REQUIREMENT: How many lines below contain the word "asphalt"? Reply solely with the number.

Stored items
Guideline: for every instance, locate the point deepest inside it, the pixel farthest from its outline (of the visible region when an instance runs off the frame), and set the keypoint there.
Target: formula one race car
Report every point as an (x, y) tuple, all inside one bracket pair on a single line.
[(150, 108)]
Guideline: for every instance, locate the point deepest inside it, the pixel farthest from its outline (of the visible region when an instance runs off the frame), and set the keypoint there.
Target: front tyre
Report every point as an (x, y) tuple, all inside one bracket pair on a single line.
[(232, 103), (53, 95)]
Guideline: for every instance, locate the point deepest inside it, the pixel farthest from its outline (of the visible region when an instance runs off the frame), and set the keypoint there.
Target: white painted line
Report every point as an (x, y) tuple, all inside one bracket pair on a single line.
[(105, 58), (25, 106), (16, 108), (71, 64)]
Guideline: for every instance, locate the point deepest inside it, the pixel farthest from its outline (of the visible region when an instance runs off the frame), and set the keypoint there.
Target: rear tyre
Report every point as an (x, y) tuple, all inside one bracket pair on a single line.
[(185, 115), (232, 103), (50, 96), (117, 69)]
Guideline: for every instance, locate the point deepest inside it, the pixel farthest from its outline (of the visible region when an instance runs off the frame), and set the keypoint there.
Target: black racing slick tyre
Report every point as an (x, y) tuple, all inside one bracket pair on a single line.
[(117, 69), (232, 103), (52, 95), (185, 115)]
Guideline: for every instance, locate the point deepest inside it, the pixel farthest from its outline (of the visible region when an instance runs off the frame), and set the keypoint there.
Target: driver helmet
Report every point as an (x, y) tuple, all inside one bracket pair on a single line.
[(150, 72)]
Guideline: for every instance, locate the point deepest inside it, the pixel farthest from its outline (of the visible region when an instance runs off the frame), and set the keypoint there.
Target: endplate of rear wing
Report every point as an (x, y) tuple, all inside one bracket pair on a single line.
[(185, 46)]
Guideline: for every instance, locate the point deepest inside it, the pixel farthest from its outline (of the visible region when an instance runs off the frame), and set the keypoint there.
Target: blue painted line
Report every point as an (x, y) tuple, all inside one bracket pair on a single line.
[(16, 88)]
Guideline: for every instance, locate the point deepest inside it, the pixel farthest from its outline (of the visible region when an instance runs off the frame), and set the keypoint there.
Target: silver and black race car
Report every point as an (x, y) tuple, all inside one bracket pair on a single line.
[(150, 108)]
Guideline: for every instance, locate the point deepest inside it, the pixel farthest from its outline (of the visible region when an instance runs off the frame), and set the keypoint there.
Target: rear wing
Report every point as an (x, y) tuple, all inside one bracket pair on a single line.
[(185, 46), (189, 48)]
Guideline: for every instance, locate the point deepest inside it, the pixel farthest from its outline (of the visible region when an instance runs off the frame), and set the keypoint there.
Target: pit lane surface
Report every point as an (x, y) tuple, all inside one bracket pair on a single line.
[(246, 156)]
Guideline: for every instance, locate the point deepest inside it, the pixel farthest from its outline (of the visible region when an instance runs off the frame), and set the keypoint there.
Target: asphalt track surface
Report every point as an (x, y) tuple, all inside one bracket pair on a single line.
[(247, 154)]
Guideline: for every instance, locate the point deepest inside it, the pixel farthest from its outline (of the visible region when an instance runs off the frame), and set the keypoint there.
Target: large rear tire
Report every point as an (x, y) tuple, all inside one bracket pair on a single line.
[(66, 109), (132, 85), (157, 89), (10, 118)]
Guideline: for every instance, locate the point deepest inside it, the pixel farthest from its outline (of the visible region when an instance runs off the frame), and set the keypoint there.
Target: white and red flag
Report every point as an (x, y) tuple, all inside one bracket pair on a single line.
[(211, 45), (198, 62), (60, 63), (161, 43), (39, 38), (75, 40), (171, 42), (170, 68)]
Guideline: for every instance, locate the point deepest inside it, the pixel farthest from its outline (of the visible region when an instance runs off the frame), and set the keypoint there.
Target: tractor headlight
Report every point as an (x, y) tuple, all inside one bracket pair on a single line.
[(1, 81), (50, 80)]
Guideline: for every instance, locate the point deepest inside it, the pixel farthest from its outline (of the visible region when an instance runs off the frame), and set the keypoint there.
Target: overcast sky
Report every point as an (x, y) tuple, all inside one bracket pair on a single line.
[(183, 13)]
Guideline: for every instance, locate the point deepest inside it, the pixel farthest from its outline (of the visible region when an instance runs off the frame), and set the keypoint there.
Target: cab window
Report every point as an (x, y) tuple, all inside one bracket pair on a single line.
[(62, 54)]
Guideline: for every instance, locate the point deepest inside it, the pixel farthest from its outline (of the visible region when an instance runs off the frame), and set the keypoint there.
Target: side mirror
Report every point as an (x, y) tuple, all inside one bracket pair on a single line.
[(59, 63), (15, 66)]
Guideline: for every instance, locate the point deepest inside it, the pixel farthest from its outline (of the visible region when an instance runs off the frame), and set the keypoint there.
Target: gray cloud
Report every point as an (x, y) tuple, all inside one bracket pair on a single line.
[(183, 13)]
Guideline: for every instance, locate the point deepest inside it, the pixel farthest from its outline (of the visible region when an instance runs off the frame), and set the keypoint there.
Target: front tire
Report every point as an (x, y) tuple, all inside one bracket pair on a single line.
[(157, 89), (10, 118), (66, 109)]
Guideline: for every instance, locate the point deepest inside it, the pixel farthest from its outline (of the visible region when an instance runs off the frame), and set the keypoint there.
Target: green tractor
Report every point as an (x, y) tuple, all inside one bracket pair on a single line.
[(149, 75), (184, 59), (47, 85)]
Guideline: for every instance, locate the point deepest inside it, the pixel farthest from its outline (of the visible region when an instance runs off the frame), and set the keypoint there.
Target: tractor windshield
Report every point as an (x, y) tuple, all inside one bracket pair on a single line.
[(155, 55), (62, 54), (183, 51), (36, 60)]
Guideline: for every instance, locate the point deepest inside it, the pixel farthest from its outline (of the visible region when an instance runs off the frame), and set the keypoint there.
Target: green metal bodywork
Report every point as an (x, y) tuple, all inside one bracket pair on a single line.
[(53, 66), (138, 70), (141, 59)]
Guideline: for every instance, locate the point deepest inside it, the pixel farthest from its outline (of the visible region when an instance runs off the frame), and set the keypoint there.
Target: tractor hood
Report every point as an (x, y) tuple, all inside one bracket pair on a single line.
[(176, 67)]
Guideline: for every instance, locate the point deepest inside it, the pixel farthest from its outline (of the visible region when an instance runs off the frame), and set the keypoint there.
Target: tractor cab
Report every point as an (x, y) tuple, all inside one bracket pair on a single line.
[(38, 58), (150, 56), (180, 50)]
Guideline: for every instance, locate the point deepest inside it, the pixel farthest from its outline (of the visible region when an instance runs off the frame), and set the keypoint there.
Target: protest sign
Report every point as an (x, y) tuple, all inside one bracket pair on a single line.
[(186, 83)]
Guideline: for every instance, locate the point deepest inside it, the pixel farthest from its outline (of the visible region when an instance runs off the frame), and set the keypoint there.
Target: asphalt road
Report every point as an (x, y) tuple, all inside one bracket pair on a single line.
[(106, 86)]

TASK RESULT: 2